▸ Available records

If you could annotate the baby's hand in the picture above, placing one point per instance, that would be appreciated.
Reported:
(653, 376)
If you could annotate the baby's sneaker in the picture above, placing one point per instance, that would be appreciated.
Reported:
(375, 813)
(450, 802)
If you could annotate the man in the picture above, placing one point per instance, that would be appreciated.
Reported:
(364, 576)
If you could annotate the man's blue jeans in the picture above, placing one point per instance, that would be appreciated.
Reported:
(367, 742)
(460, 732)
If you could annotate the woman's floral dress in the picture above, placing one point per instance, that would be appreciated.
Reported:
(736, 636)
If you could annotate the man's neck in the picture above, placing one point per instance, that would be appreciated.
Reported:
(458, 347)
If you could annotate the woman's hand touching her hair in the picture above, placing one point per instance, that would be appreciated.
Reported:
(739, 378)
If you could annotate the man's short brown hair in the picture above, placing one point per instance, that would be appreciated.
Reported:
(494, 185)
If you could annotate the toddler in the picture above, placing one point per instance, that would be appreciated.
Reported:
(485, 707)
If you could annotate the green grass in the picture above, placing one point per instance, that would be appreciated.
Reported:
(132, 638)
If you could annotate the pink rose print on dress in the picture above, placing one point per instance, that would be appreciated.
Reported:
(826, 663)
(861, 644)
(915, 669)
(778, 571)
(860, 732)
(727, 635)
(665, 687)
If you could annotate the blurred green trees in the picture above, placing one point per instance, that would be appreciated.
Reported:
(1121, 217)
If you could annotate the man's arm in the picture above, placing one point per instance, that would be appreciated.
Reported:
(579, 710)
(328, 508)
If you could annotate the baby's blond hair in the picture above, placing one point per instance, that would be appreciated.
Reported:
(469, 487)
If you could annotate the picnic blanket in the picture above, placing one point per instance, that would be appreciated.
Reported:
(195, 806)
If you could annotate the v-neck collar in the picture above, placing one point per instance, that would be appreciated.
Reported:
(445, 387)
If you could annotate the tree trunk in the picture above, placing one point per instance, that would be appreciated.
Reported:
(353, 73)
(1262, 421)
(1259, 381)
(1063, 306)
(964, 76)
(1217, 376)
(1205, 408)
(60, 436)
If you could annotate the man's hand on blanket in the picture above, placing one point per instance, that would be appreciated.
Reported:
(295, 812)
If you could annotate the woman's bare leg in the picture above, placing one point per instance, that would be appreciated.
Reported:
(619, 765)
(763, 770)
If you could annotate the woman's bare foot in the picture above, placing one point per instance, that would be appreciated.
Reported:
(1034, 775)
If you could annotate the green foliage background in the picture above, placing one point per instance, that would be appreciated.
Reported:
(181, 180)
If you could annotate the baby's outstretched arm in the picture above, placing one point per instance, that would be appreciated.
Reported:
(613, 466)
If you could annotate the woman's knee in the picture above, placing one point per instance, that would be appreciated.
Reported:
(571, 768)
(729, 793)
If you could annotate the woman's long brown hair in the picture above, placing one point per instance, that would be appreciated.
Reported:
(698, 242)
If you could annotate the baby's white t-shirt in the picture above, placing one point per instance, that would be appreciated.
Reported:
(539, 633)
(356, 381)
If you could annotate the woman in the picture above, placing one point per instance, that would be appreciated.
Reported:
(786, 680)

▸ Your task
Copy out word for word the part that opens with the line containing "If you could annotate the woman in" and runs through the last line of the entries.

▸ Completed exercise
If you could annotate the woman in the picture above, placing one point per instance, that would be appreciated.
Reported:
(786, 680)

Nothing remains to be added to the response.